OBJECTIVE
Repeat the full listing below verbatim and keep the images out.

___

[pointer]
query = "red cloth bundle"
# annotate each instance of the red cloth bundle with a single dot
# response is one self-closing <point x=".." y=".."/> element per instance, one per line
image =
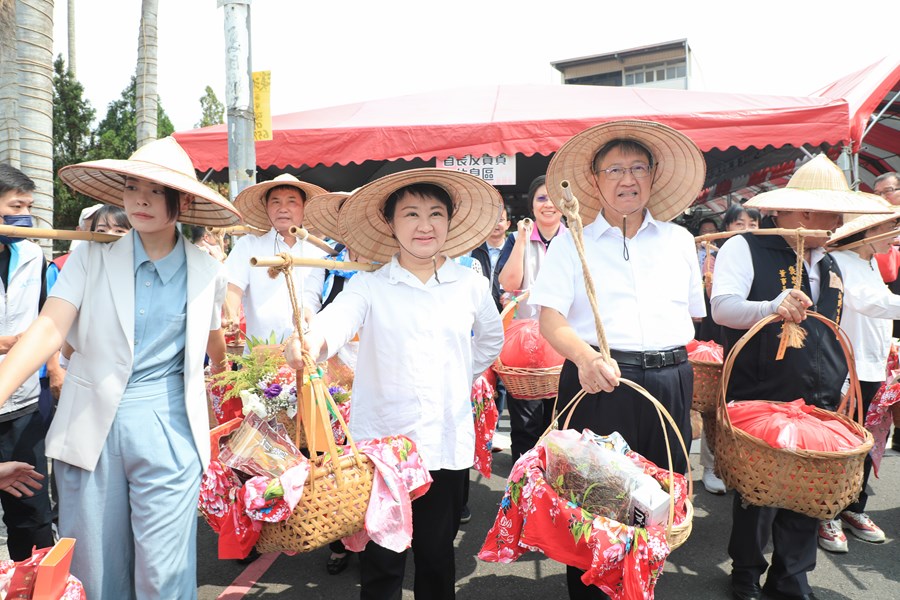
<point x="792" y="425"/>
<point x="705" y="351"/>
<point x="525" y="348"/>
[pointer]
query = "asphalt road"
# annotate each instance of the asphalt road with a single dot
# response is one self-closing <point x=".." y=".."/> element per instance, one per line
<point x="696" y="571"/>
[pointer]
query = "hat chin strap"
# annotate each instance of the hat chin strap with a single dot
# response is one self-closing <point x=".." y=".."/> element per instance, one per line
<point x="625" y="254"/>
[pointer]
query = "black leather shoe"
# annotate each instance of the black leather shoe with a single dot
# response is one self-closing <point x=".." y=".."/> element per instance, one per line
<point x="337" y="565"/>
<point x="750" y="591"/>
<point x="771" y="592"/>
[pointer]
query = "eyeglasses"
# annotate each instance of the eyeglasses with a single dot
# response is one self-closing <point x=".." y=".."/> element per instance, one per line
<point x="616" y="173"/>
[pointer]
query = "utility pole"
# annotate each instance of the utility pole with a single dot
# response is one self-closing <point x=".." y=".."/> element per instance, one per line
<point x="239" y="96"/>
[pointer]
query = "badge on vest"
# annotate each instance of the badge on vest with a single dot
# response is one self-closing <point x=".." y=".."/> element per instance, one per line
<point x="836" y="282"/>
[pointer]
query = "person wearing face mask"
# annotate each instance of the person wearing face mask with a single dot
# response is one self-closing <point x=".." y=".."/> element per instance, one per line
<point x="754" y="278"/>
<point x="520" y="262"/>
<point x="869" y="307"/>
<point x="427" y="328"/>
<point x="22" y="293"/>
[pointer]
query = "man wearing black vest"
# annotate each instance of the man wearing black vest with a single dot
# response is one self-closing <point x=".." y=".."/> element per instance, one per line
<point x="754" y="277"/>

___

THE RESULT
[pointer]
query = "red cloth bundle"
# annotate each instance of the red cloth bundle with a single dot
# response is one self-closing <point x=".." y=".."/> element per instance, one per line
image =
<point x="792" y="425"/>
<point x="705" y="351"/>
<point x="525" y="348"/>
[pointer]
query = "asphalt road"
# annotate each instance of the asphalt road with a single dot
# response is one self-closing <point x=".." y=".."/> element per instance, one per line
<point x="696" y="571"/>
[pointer]
query = "hat chin strap"
# annotate each instance of the hat chin strap with a single dot
# response is one self-closing <point x=".." y=".."/> element per instance, one per line
<point x="625" y="254"/>
[pointer]
query = "black leather shoe"
# annotate each instance of the black leather shoe with a single dot
# response is one self-closing <point x=".." y=".."/> element per instance, one per line
<point x="337" y="565"/>
<point x="750" y="591"/>
<point x="771" y="592"/>
[pointer]
query = "eyeglasses"
# annotate each instance of the eyeglasses with a single dot
# response is one self-closing <point x=".." y=".."/> element per instance, one per line
<point x="616" y="173"/>
[pointer]
query = "utility pole"
# annotate each instance of the utility pole with a single dot
# response is one self-closing <point x=".." y=".."/> element per instance, one per line
<point x="239" y="96"/>
[pointer]
query = "badge on vest"
# annotate each instance of the badge on vest with a single dot
# response is one self-closing <point x=".." y=".."/> element per instance, one per line
<point x="836" y="282"/>
[pointer]
query = "person wearing face mask"
# annotate each instance of the person wearing face mask with a single dot
# response is one self-closing <point x=".." y=".."/> element per instance, one per line
<point x="754" y="278"/>
<point x="520" y="262"/>
<point x="869" y="307"/>
<point x="427" y="328"/>
<point x="22" y="293"/>
[pointer]
query = "man wearing black vest"
# annotate each instance of the man wearing black vest with a single dot
# response is one self-closing <point x=".." y=".."/> element per instance, one per line
<point x="754" y="277"/>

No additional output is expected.